**JOB:**
Please return each line in the entries below that contains the word "green".

(Coordinate annotation entries)

====

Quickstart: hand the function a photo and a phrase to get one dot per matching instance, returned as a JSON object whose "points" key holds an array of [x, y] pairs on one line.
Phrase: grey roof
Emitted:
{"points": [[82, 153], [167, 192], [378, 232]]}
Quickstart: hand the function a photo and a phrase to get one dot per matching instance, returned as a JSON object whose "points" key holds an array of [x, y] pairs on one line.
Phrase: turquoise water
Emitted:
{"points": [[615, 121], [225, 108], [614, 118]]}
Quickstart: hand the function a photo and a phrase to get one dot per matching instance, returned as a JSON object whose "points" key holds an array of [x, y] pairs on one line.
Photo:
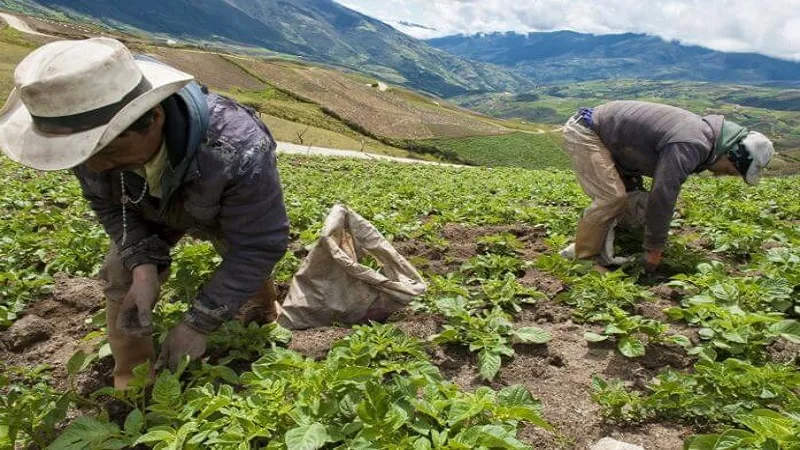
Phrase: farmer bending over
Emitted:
{"points": [[613, 145], [157, 157]]}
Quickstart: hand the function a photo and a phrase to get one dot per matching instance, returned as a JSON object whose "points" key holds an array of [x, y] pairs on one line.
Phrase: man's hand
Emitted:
{"points": [[181, 340], [652, 259], [136, 313]]}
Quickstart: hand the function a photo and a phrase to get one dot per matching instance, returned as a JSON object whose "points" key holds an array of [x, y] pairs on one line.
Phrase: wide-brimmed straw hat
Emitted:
{"points": [[71, 98]]}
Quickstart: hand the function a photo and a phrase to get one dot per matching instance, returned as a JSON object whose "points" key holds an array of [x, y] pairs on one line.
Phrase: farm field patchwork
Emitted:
{"points": [[511, 347]]}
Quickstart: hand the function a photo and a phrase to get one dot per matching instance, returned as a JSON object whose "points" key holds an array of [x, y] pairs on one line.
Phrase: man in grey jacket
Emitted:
{"points": [[613, 145], [158, 157]]}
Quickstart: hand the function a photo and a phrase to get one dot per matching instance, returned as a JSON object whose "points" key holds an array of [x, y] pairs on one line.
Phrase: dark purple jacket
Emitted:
{"points": [[221, 184]]}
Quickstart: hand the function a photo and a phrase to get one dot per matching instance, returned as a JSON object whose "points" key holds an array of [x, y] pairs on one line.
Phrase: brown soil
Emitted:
{"points": [[559, 374], [67, 310]]}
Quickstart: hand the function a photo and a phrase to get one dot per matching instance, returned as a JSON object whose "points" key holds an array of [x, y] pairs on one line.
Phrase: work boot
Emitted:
{"points": [[129, 351], [261, 308]]}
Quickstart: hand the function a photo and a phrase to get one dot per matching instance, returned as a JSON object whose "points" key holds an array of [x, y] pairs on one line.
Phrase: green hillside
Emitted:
{"points": [[315, 30], [769, 110], [566, 56], [518, 149]]}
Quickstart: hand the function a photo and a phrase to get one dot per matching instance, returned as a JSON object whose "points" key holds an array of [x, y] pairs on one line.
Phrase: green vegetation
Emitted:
{"points": [[519, 149], [769, 110], [13, 49]]}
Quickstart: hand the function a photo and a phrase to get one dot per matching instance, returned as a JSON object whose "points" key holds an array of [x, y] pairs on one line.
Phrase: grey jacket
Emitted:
{"points": [[221, 184], [658, 141]]}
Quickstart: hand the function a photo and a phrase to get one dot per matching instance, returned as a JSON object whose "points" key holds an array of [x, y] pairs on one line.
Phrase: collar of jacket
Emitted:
{"points": [[186, 123]]}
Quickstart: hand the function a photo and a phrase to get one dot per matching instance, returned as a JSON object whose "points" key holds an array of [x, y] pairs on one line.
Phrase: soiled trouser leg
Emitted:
{"points": [[261, 308], [128, 351], [599, 179]]}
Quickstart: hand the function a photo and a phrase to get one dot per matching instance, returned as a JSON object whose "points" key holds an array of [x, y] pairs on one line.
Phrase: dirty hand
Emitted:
{"points": [[181, 340], [652, 259], [136, 313]]}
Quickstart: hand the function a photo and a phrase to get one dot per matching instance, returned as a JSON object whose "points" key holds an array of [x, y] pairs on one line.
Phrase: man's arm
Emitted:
{"points": [[676, 163], [142, 245], [255, 229]]}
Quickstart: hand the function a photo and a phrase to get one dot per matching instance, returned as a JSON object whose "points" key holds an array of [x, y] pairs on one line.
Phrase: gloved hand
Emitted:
{"points": [[181, 340], [136, 313], [652, 259]]}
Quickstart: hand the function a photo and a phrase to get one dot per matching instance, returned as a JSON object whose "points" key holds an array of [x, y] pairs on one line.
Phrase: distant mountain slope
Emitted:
{"points": [[319, 30], [566, 56]]}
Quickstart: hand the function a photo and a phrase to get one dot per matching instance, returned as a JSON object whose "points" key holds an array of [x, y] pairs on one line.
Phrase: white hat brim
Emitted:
{"points": [[22, 142]]}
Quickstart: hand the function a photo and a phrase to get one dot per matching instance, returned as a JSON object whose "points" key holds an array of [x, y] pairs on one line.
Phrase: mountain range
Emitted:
{"points": [[567, 56], [318, 30]]}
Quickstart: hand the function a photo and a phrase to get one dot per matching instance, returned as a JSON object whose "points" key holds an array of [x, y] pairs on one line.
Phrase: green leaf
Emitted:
{"points": [[532, 335], [307, 437], [768, 423], [788, 329], [679, 339], [156, 435], [729, 440], [516, 395], [422, 444], [85, 433], [631, 347], [488, 364], [167, 390], [105, 350], [134, 423], [594, 337], [79, 362], [489, 436]]}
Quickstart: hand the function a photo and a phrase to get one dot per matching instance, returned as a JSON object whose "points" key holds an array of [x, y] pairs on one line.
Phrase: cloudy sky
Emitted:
{"points": [[771, 27]]}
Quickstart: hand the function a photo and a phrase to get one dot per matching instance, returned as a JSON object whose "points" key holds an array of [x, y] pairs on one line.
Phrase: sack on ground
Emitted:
{"points": [[333, 287]]}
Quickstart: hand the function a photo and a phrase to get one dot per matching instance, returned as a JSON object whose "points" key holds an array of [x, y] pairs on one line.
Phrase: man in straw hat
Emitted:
{"points": [[613, 145], [157, 157]]}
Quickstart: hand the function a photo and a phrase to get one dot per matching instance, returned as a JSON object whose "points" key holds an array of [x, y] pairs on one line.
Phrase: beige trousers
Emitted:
{"points": [[130, 351], [599, 179]]}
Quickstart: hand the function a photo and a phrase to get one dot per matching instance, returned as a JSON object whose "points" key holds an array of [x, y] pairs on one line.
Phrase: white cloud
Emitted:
{"points": [[771, 27]]}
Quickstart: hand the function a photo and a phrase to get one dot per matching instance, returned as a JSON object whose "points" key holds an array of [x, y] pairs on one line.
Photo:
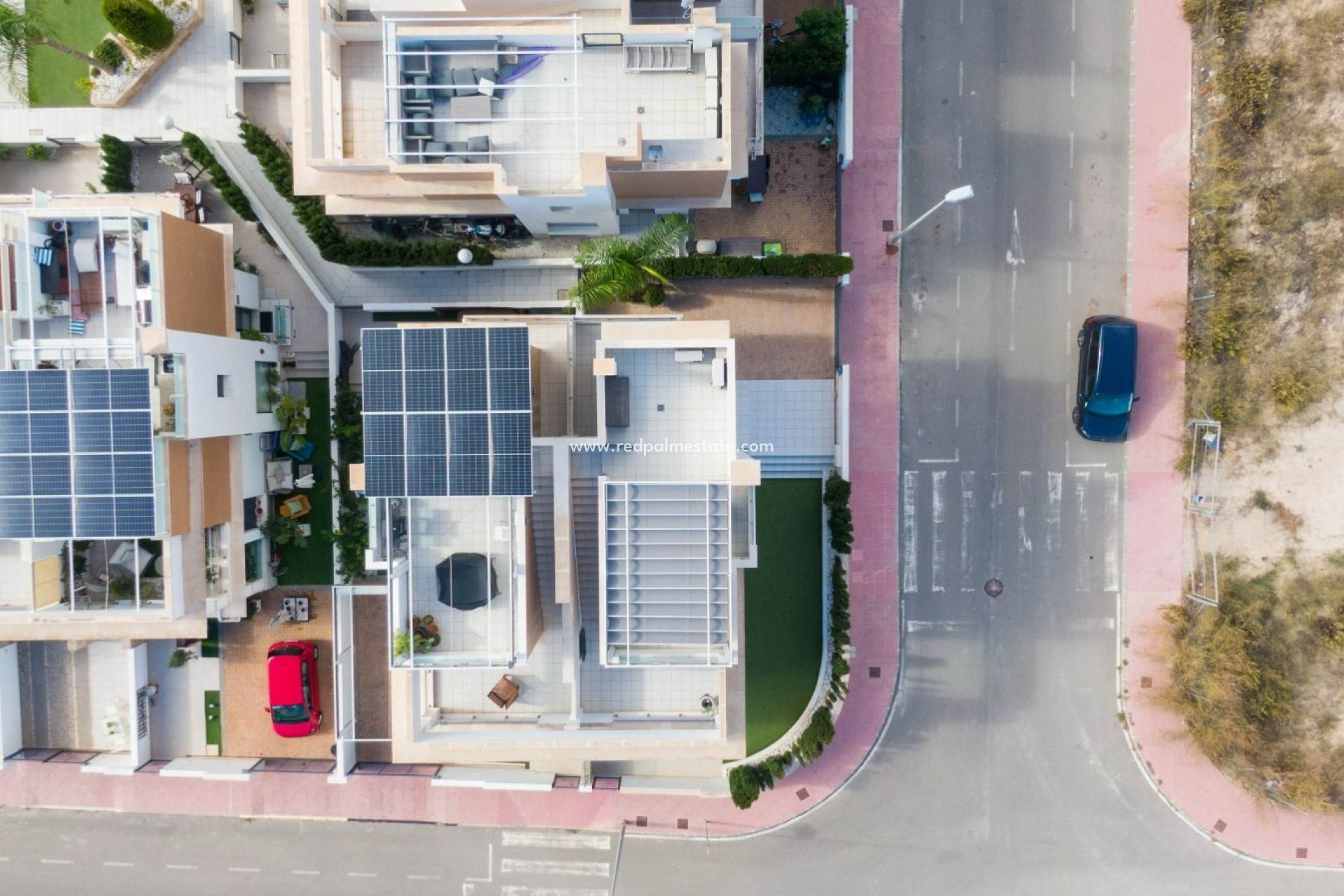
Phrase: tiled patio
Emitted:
{"points": [[242, 650], [784, 328], [799, 209]]}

====

**TASK RESULT:**
Phrase: green hillside
Phrase: green vegetation
Phrase: green leaf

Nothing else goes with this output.